### [EXERCISE OBJECTIVE]
Reproduce verbatim the lines of the records below, from the line containing "Keypoint placement: for each instance of the swimsuit, imagine" through the line containing "[(40, 169), (22, 154), (88, 160), (185, 179), (3, 162)]", including both of those lines.

START GIVEN RECORDS

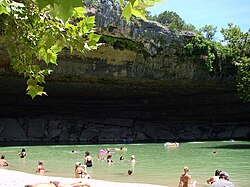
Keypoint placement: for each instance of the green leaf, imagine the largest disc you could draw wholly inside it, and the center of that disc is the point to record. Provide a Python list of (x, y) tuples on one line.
[(94, 37), (79, 12), (3, 10), (138, 13), (31, 82), (43, 3), (127, 12)]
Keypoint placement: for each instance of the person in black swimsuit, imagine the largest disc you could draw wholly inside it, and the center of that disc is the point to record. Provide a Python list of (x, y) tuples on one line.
[(59, 184), (88, 160)]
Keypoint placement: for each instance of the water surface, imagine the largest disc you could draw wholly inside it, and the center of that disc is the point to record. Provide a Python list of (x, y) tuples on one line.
[(155, 164)]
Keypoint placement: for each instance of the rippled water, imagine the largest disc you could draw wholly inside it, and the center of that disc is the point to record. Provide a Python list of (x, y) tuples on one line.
[(155, 164)]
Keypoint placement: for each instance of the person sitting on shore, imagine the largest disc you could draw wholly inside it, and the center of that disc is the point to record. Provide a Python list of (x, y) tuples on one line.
[(223, 180), (185, 179), (130, 171), (59, 184), (81, 171), (3, 162), (22, 154), (213, 179), (40, 169)]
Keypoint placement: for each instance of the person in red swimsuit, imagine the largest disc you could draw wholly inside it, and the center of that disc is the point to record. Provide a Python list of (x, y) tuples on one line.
[(59, 184), (40, 168)]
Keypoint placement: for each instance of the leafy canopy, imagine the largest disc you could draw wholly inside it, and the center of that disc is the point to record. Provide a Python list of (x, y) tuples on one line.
[(35, 31)]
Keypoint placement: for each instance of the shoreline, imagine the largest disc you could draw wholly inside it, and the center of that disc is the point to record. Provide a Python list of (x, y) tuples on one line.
[(11, 178)]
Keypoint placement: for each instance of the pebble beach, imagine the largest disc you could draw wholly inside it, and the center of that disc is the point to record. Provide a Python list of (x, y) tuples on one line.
[(11, 178)]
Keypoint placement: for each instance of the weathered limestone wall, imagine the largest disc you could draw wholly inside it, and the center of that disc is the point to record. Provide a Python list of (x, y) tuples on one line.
[(100, 113), (148, 91)]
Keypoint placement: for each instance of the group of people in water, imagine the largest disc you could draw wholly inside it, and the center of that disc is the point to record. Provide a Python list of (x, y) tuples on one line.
[(220, 178)]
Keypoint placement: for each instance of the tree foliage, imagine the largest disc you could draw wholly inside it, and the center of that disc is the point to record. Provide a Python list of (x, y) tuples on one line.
[(35, 31), (238, 44)]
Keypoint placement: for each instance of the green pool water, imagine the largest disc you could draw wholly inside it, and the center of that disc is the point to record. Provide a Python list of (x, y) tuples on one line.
[(155, 164)]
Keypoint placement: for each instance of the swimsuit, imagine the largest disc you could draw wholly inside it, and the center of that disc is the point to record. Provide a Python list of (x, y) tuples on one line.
[(89, 163), (56, 183)]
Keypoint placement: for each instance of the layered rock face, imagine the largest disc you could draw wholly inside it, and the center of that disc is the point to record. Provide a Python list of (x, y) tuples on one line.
[(141, 88)]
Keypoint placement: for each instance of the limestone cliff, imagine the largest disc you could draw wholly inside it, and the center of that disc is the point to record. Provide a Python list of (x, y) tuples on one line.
[(140, 86)]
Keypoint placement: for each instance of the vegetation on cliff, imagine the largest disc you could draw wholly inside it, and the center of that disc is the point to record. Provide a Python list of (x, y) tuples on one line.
[(35, 31), (229, 57)]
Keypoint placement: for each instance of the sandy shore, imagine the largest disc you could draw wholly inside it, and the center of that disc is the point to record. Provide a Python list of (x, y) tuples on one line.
[(10, 178)]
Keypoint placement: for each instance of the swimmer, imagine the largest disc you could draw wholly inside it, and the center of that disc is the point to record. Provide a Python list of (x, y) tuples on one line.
[(59, 184), (81, 171), (185, 179), (40, 169), (132, 159), (130, 171), (88, 160), (214, 178), (22, 154), (3, 162)]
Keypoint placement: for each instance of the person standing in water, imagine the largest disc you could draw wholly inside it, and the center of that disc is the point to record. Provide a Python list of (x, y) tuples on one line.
[(40, 169), (22, 154), (88, 160), (185, 179), (3, 162)]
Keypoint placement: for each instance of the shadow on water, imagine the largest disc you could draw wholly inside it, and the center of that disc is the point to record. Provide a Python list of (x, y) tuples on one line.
[(231, 146)]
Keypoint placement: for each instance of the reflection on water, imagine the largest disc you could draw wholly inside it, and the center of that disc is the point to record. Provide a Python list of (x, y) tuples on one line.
[(155, 163)]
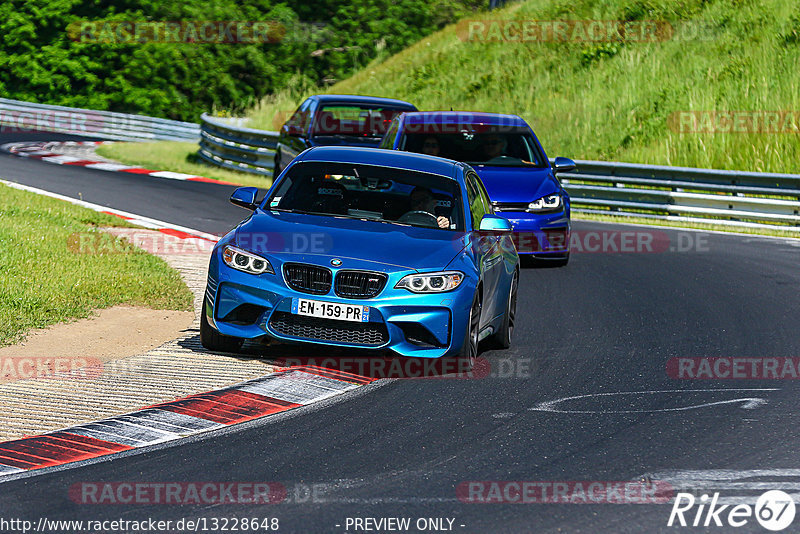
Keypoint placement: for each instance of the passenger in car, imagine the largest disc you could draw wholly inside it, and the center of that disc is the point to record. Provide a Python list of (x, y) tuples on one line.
[(430, 146), (423, 210)]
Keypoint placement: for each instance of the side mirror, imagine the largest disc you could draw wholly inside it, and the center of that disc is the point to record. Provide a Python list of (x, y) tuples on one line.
[(493, 223), (563, 165), (245, 197)]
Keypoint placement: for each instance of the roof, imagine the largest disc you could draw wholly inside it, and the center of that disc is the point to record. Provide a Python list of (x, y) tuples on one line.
[(382, 157), (464, 118), (360, 99)]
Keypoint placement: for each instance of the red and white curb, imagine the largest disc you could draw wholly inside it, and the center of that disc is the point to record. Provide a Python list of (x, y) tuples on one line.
[(44, 151), (288, 388), (278, 392)]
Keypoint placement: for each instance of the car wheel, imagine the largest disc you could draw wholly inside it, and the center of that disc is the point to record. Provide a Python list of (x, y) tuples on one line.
[(502, 338), (213, 340), (469, 350)]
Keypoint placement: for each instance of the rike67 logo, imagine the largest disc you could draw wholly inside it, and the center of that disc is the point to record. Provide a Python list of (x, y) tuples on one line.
[(774, 510)]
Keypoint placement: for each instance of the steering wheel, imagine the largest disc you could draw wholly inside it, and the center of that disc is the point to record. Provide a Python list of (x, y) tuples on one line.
[(420, 217)]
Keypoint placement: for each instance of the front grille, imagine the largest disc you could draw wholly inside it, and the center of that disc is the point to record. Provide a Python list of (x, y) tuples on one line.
[(510, 206), (307, 278), (313, 328), (359, 284)]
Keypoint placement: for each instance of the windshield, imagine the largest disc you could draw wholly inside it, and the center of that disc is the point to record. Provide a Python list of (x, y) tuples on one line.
[(497, 148), (387, 195), (353, 120)]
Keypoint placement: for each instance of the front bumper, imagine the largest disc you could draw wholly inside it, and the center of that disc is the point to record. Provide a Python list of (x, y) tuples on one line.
[(418, 325)]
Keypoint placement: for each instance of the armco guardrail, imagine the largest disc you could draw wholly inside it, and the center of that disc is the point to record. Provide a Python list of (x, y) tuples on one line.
[(224, 142), (683, 193), (629, 189), (26, 116)]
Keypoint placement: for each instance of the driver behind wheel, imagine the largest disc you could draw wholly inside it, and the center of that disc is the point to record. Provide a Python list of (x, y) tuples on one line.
[(423, 209), (493, 146)]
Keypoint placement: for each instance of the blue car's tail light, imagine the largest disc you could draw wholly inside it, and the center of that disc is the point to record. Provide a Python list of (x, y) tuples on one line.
[(431, 282), (247, 262), (548, 203)]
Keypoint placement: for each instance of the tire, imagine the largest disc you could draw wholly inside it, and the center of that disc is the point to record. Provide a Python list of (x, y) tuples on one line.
[(469, 350), (213, 340), (502, 338)]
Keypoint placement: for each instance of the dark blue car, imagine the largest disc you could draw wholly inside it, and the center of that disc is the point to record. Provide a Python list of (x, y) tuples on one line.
[(326, 120), (366, 248), (512, 164)]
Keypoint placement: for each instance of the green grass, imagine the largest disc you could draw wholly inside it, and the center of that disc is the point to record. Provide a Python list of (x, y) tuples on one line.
[(43, 282), (176, 156), (611, 101), (622, 219)]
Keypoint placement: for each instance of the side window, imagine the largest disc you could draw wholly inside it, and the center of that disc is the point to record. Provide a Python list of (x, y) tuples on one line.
[(388, 139), (484, 196), (477, 207), (298, 122)]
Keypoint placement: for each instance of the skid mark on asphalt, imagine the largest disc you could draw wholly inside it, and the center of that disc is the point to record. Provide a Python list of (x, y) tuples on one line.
[(747, 403)]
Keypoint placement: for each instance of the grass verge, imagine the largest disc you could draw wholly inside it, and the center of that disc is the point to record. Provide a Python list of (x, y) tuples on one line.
[(43, 282), (176, 156)]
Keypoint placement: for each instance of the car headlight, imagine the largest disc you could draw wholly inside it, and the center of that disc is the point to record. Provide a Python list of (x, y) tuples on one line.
[(548, 203), (247, 262), (431, 282)]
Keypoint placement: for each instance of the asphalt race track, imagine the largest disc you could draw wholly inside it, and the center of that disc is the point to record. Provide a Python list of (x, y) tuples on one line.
[(607, 323)]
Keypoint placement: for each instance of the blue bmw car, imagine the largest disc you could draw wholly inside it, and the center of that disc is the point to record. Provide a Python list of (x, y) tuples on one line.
[(370, 249), (512, 164)]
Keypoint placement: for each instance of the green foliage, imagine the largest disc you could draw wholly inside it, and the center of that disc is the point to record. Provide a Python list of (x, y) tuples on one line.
[(616, 100), (40, 61), (43, 280)]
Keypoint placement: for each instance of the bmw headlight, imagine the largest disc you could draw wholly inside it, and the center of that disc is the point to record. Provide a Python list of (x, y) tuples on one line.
[(431, 282), (548, 203), (247, 262)]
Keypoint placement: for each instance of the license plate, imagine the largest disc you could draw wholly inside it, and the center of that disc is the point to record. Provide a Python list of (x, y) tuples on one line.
[(330, 310)]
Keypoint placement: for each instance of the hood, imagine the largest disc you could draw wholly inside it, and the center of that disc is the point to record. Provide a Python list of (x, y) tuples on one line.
[(359, 244), (325, 140), (515, 184)]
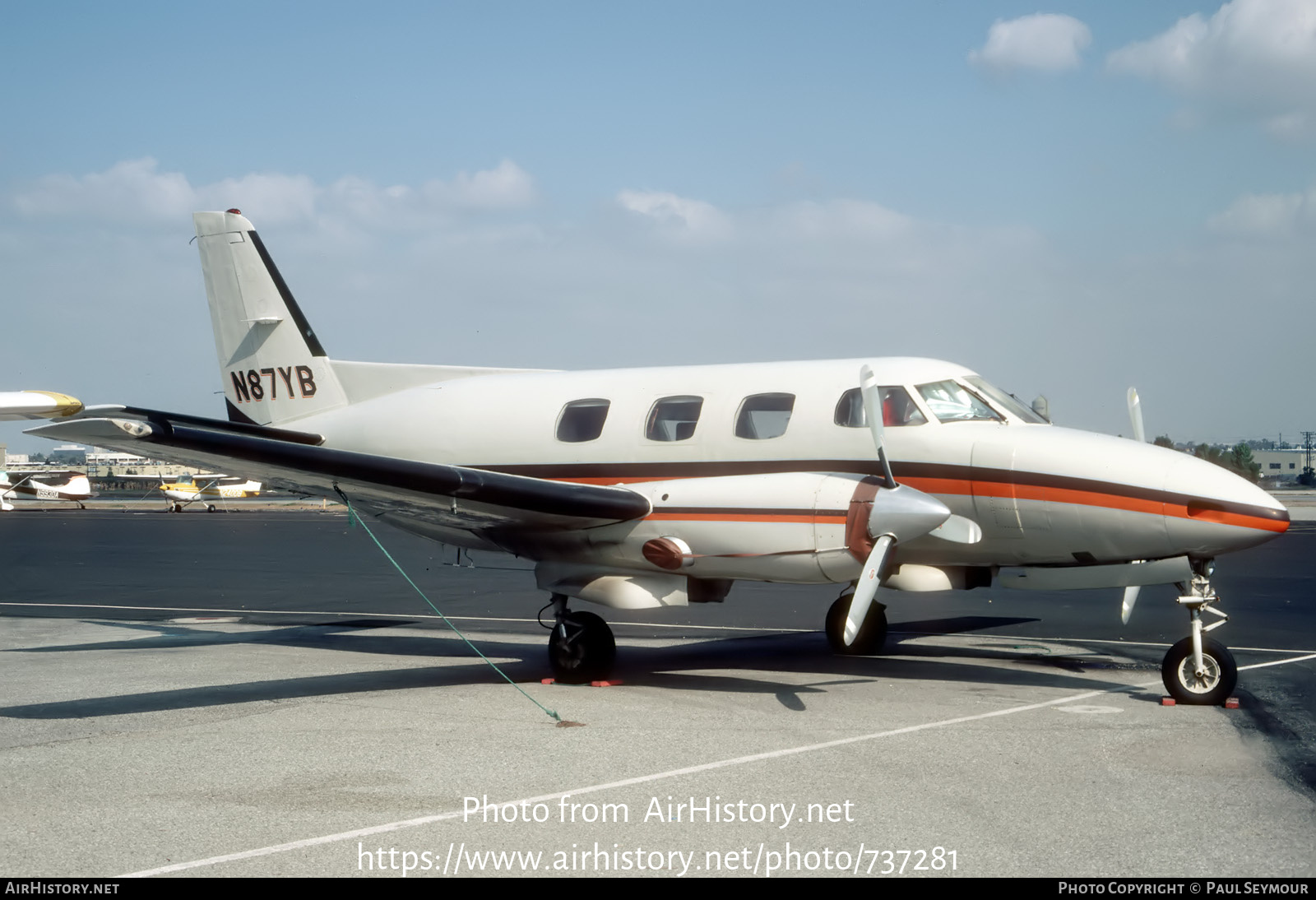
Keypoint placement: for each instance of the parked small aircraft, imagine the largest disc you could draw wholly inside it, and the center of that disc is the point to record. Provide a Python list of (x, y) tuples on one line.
[(44, 485), (206, 489), (39, 483), (658, 487)]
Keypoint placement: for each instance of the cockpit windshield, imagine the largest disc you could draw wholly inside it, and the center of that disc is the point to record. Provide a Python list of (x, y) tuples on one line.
[(951, 401), (1007, 401)]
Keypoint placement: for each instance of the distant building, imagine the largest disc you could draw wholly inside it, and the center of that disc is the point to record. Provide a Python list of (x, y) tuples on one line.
[(69, 454), (1283, 465)]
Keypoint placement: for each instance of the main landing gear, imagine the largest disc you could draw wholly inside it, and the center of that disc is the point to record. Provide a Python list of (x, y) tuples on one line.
[(581, 647), (873, 632), (1197, 670)]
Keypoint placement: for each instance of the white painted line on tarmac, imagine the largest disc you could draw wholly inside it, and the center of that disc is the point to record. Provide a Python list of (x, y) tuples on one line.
[(628, 782), (656, 777), (378, 615), (1063, 640), (1277, 662)]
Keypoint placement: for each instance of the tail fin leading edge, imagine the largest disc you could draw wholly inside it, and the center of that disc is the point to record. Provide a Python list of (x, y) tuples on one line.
[(271, 364)]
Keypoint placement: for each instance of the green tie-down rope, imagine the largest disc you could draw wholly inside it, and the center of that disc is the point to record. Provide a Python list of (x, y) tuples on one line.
[(354, 517)]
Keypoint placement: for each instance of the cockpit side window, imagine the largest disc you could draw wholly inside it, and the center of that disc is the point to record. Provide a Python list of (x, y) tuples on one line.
[(582, 420), (765, 416), (674, 419), (952, 401), (898, 408)]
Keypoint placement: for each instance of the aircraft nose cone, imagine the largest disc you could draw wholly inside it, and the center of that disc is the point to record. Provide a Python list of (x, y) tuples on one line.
[(1212, 511)]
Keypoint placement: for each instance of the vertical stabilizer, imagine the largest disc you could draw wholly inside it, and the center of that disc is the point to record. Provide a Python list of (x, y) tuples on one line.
[(271, 364)]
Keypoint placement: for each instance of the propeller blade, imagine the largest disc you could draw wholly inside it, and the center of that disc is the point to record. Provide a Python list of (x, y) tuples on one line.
[(1131, 596), (866, 588), (1136, 416), (958, 529), (873, 412)]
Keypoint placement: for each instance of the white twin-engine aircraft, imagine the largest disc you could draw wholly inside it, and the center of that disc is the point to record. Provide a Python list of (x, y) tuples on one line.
[(660, 487)]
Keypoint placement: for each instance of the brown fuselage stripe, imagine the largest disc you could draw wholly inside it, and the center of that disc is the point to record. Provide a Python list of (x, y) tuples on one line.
[(931, 478)]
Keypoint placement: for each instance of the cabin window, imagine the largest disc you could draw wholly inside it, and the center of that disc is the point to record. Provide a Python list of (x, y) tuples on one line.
[(898, 408), (765, 416), (582, 420), (952, 401), (674, 419)]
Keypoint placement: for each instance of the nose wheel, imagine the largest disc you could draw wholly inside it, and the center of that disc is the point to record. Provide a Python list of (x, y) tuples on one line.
[(873, 632), (1198, 670), (581, 647), (1210, 684)]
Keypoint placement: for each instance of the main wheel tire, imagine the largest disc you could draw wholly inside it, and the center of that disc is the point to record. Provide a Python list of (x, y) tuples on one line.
[(1219, 678), (582, 647), (873, 632)]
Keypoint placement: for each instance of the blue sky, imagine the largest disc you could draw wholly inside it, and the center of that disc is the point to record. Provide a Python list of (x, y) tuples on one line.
[(1070, 199)]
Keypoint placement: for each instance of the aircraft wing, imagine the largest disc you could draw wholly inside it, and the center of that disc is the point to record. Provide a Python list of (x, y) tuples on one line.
[(16, 406), (449, 496)]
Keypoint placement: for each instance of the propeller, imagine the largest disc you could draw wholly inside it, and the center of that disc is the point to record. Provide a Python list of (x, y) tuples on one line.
[(1131, 594), (1136, 416), (899, 513)]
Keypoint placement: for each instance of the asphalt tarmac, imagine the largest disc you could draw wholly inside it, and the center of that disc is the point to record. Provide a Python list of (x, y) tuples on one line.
[(262, 694)]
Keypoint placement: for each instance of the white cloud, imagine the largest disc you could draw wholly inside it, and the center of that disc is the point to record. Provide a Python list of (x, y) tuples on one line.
[(137, 190), (1045, 41), (678, 217), (1252, 55), (1267, 216)]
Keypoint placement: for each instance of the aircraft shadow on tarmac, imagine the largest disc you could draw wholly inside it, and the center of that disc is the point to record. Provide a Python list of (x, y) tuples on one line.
[(686, 667)]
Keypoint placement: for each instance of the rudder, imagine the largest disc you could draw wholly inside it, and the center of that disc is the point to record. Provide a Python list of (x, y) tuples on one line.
[(271, 364)]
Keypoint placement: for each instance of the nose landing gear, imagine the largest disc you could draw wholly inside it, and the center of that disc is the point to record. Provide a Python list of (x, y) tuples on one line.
[(873, 632), (1198, 670)]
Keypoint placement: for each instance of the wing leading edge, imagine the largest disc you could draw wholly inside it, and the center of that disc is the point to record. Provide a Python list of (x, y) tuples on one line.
[(452, 496)]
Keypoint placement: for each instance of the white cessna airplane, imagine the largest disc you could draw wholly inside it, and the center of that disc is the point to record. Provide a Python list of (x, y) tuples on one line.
[(41, 483), (660, 487), (206, 489)]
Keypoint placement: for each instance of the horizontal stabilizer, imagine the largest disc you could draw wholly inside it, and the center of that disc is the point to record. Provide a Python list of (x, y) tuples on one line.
[(444, 495)]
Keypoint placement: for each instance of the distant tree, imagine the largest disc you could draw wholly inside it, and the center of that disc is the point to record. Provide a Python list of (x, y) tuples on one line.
[(1241, 462)]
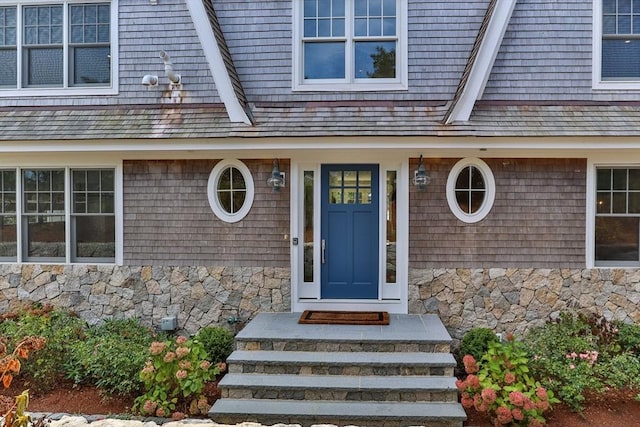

END GIVEN RECORDS

### [CORRECT RESPONSE]
Keypoint placement: for each instance of the swimsuit, imagine the largest disc you could draw wholly inside it, and the center of that disc is the point to record. Provide a Python list of (x, y) tuples on one line.
[(89, 163), (56, 183)]
Keypoint placement: for each instance of the layered rock face, imagine the largest disc you could draw wholly inside it, and the center of that disc is the point to record. Provide a Python list of (x, y) tuples on one line.
[(141, 88)]
Keypoint placement: for each instance of the limestone cliff, imagine the largest disc you could draw wholly inside it, and the center of that disc is the point to record. Provide a Python list of (x, y) tuples on one line.
[(140, 86)]
Keypoint placement: for each instance of the vegetation on cliff, imagine the largest disc you could draw wholly inside it, and the center of that disc is the point to record. Provide a Python list of (x, y) tuples on one line.
[(35, 31), (229, 57)]
Keypoint placement: for each instance of the sandy shore, imagine the largest disc you could draw wholly inside it, and the center of that disc is the point to record. Provide a Python list of (x, y) tuples on one line.
[(10, 178)]
Keypoint placement: for each instance of the swimmer, imagine the largest disc you could draw wholly inside it, and the center of that disc is the point to record. Provide a Python list of (x, y) tuples on one line.
[(59, 184), (81, 171), (185, 179), (40, 169), (132, 159), (130, 171), (88, 160), (214, 178), (22, 154), (3, 162)]
Keypoint placement: for each instance of the person standing in water, imagine the largest disc you could draw wholly inside it, and the center of that disc is the point to record. Provide a Python list of (x, y) tuples on one line.
[(40, 169), (22, 154), (88, 160), (185, 179), (3, 162)]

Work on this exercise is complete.